(Raw records)

■ ■ ■ ■

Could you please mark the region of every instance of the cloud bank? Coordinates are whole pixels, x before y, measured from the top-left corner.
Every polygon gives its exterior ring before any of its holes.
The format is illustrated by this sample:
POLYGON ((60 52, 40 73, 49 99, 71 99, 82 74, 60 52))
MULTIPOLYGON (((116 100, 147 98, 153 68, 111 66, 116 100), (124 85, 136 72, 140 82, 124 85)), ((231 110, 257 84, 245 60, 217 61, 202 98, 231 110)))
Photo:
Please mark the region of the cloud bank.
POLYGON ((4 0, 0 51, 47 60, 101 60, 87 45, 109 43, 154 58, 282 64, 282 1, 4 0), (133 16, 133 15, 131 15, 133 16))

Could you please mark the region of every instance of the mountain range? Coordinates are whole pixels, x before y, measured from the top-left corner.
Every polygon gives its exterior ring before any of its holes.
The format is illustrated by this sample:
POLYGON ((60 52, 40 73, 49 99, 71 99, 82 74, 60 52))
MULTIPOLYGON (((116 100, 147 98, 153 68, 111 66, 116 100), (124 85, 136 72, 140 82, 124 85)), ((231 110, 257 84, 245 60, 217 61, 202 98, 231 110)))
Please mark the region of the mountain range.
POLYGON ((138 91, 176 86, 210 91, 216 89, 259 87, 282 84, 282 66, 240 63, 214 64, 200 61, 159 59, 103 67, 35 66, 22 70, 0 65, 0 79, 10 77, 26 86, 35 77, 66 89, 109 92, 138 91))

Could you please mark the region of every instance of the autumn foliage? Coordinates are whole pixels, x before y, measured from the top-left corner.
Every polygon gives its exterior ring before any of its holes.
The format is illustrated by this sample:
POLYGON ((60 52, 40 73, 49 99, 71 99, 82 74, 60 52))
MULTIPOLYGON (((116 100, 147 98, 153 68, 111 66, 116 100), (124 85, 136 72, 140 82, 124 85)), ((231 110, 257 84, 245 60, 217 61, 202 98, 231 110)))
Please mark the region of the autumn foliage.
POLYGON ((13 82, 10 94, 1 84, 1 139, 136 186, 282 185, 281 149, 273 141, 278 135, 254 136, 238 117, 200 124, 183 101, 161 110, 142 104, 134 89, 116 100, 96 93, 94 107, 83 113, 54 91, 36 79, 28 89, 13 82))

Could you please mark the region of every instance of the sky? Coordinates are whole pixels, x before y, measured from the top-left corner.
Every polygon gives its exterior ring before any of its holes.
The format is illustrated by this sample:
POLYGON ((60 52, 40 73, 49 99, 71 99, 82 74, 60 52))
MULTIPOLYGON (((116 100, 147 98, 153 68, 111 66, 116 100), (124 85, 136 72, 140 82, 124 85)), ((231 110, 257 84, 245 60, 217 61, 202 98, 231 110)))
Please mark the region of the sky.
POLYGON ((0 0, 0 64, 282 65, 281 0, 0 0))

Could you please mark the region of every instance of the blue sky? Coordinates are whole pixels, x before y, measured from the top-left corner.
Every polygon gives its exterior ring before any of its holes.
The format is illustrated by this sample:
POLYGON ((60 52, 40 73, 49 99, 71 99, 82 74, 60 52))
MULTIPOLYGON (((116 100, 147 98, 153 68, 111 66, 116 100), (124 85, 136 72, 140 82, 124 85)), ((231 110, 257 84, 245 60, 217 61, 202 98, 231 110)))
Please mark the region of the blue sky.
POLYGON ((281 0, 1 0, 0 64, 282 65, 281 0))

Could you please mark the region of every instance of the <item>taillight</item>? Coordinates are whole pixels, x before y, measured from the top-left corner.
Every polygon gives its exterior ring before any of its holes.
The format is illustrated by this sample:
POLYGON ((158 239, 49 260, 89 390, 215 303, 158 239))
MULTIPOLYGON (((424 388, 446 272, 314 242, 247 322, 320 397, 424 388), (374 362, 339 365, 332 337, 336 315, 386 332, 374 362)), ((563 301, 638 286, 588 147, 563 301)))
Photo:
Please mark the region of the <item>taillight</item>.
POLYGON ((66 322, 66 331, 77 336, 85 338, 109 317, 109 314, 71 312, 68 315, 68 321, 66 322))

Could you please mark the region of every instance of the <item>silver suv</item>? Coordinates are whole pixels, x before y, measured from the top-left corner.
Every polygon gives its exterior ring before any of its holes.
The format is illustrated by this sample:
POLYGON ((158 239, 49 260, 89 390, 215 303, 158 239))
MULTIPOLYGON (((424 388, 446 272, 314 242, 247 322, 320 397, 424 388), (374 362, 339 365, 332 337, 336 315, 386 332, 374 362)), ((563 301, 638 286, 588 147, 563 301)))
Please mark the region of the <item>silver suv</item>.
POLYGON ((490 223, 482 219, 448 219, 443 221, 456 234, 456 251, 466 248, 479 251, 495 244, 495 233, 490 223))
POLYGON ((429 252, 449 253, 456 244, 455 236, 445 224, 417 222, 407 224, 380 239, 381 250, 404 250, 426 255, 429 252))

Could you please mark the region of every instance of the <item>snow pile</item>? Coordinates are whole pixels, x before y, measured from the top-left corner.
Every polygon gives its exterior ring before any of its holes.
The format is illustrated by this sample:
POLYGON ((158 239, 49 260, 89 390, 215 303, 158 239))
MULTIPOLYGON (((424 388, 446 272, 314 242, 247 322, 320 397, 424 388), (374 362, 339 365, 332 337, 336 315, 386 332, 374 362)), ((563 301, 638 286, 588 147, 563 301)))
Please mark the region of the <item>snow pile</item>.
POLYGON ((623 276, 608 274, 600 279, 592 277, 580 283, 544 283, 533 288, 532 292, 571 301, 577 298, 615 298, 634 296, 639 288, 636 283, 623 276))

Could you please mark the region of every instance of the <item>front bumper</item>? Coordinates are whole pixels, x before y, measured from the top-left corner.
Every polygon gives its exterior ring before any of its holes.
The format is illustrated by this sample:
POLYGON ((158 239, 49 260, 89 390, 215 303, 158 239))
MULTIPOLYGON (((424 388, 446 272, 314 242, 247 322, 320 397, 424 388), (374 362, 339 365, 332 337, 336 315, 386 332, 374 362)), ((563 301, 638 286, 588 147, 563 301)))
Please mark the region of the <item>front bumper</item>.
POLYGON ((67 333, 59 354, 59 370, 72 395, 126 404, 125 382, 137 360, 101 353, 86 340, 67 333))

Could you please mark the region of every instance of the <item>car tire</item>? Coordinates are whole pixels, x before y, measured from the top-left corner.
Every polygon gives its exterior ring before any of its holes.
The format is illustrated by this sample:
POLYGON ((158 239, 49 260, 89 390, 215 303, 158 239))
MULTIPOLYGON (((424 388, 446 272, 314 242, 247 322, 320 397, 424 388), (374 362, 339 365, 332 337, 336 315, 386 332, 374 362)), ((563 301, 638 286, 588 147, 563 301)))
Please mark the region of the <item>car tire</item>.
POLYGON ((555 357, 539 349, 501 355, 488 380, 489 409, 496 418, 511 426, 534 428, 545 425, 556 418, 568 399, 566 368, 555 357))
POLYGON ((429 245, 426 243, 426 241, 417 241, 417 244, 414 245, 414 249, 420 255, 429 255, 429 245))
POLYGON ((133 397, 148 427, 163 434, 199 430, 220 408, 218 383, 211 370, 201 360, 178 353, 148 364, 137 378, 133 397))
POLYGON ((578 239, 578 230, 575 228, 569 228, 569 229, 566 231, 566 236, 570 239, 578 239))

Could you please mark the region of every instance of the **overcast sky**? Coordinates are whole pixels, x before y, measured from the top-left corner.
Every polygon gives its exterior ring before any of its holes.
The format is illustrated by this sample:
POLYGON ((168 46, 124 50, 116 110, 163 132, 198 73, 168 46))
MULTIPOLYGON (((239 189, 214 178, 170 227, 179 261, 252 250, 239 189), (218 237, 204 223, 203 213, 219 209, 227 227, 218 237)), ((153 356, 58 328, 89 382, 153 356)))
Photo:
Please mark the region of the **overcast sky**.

■ ■ ■ ■

WORK TO COMPLETE: Please rewrite the lines from the line with "the <item>front bumper</item>?" to the line with "POLYGON ((67 333, 59", replacing "front bumper" with "rear bumper" and leaving everything else untouched.

THE RESULT:
Could you please mark the region of every instance of the <item>rear bumper</item>? Coordinates are whole pixels, x before y, measured from the top-left corner.
Every polygon gives its exterior ring before any of its holes.
The format is illustrated by this sample:
POLYGON ((158 239, 49 260, 89 390, 215 303, 158 239))
MULTIPOLYGON (((424 388, 446 272, 314 242, 247 322, 320 397, 424 388), (374 362, 339 365, 332 337, 336 315, 386 332, 374 362)), ((563 301, 638 286, 588 147, 563 301)))
Please mark the region of the <item>rear bumper</item>.
POLYGON ((67 333, 59 354, 59 370, 72 395, 126 404, 125 382, 137 360, 101 353, 86 340, 67 333))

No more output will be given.